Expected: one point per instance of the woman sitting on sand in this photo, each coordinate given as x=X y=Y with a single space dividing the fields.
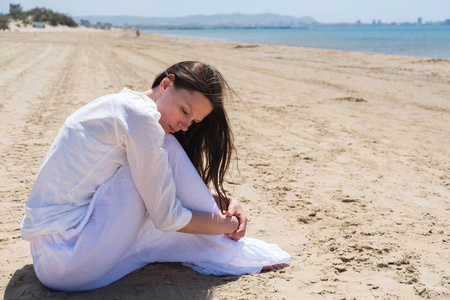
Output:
x=125 y=183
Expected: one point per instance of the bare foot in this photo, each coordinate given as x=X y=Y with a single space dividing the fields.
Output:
x=272 y=267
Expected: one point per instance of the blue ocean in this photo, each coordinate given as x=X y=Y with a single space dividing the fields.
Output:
x=424 y=41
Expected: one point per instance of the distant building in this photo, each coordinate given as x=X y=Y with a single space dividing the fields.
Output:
x=38 y=24
x=85 y=23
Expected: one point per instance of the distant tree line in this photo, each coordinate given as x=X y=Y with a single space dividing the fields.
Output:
x=38 y=14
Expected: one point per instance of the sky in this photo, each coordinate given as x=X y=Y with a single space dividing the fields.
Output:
x=324 y=11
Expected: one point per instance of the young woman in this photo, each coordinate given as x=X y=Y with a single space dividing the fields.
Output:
x=125 y=183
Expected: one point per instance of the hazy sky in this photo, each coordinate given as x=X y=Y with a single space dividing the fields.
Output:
x=324 y=11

_REQUEST_
Starting with the row containing "Expected: one point per instance of the bare" and continuing through the end of the rows, reproduce every line, adding -127 to each x and y coordinate value in the outputs and leaving all other text unchanged.

_REPLY TO THE EXERCISE_
Expected: one point per instance of the bare foot in this photo, each coordinate given as x=X y=Y with a single space dividing the fields.
Output:
x=145 y=140
Expected: one point per instance of the blue ocean in this photo, each coordinate given as x=X y=Y with a single space dividing the fields.
Output:
x=297 y=-86
Expected: one point per instance of the distant building in this photo, each coordinate given as x=X y=Y with a single space dividing the fields.
Output:
x=-89 y=-103
x=-42 y=-104
Expected: one point per instance of the distant tree line in this photo, each coordinate given as x=X y=Y with a single space dividing the fields.
Output:
x=-89 y=-113
Expected: one point per instance of the sky in this photo, each coordinate given as x=X y=Y with a single space dividing the fields.
Output:
x=197 y=-116
Expected: one point per instance of the young woman in this photo, each coordinate given as x=X y=Y with a single space dividing the fields.
Output:
x=-2 y=56
Expected: one point per instance of the hazy sky in this photo, each coordinate given as x=X y=Y with a single space dividing the fields.
Output:
x=197 y=-116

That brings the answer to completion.